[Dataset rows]
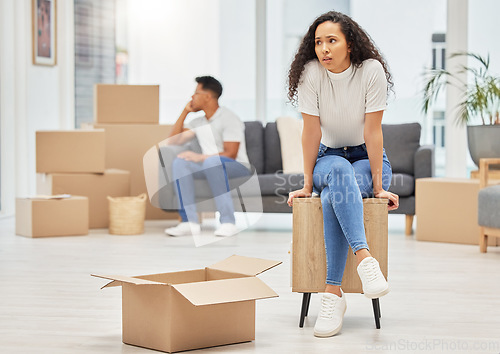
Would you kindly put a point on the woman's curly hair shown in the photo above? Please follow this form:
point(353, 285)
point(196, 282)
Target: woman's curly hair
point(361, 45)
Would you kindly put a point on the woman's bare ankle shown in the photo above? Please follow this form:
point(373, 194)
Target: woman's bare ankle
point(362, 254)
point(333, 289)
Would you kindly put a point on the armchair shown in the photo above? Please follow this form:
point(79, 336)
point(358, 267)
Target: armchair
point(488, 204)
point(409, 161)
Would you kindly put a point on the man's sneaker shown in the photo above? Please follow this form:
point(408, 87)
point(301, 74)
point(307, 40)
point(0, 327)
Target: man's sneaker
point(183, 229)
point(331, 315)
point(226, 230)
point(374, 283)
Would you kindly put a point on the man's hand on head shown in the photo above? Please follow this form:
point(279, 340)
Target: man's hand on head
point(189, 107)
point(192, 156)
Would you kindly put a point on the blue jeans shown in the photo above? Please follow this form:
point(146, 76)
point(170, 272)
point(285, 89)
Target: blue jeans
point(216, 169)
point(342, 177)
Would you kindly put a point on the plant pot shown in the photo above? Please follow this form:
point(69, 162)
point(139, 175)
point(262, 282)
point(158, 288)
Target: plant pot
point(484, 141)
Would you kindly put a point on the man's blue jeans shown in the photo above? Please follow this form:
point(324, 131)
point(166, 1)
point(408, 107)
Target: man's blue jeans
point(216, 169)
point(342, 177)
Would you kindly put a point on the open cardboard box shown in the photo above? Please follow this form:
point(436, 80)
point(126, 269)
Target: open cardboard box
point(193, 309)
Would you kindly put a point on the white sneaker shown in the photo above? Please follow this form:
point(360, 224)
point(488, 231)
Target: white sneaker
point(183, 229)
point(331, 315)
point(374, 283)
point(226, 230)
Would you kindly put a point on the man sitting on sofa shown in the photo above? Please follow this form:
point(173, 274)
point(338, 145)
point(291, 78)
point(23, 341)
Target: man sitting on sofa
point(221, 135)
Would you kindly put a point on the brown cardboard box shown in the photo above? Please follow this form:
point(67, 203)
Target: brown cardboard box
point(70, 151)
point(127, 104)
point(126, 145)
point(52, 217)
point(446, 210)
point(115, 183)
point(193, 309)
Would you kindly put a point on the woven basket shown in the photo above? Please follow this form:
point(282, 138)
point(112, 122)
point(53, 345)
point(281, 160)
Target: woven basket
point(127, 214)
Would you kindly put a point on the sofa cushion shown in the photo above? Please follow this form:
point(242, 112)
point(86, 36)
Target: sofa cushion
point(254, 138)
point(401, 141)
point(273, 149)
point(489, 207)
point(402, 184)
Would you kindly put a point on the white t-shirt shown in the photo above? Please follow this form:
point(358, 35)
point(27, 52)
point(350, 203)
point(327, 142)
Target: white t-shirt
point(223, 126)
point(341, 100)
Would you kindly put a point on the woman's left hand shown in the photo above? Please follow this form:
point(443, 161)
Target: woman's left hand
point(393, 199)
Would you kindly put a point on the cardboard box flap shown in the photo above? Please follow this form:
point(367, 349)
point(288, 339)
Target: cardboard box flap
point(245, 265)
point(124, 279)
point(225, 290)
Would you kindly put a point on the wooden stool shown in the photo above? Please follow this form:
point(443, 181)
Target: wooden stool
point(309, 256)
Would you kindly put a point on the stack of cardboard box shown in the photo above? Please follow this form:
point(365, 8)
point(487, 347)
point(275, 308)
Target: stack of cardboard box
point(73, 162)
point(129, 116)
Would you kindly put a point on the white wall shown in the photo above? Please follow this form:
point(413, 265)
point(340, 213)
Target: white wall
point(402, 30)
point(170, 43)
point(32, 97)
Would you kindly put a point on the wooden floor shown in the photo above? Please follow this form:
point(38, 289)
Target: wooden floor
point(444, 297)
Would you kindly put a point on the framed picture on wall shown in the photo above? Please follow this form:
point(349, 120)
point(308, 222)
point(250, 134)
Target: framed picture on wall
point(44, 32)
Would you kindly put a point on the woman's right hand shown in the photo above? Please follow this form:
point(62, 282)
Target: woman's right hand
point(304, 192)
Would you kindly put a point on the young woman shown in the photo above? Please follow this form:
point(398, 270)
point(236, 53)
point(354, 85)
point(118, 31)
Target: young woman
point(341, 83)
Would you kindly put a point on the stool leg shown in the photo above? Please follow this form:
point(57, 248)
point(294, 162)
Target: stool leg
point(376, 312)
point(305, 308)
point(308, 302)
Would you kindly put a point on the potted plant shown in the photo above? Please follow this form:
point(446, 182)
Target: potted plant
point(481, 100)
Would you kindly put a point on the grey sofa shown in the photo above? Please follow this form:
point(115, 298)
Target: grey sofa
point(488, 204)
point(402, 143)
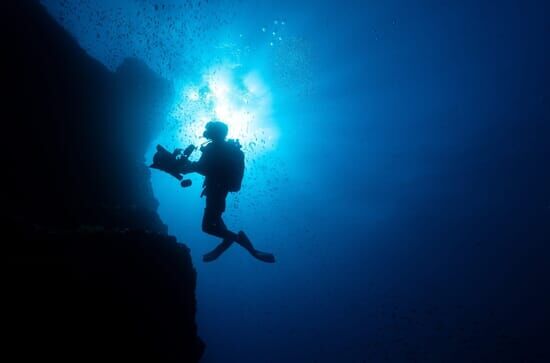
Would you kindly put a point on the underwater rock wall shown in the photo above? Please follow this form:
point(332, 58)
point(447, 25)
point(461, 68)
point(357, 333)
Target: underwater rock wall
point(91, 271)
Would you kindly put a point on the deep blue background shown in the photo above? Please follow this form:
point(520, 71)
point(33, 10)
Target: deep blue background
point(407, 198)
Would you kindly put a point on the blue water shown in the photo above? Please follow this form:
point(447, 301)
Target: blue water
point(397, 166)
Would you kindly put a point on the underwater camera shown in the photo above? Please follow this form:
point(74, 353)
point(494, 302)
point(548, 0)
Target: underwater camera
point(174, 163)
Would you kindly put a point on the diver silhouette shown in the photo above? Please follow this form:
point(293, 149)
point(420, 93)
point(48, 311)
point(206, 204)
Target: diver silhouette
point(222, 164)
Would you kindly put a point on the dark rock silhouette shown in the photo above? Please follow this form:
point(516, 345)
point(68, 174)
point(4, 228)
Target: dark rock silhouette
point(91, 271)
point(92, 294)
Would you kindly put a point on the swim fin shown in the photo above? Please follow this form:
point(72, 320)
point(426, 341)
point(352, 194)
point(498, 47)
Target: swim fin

Required work: Copy out the lines of the material above word for word, starting at the line that contains "Would you kindly put a point on the woven" and stopping after the line that contains "point(402, 184)". Give only those lines.

Complete response:
Would you kindly put a point on the woven basket shown in the photo above? Please follow this form:
point(282, 138)
point(112, 122)
point(53, 345)
point(281, 160)
Target: woven basket
point(127, 214)
Would you kindly put a point on the sofa cushion shown in the photo above? Please follow this form:
point(242, 112)
point(86, 36)
Target: sofa cushion
point(254, 138)
point(401, 141)
point(273, 149)
point(489, 207)
point(402, 184)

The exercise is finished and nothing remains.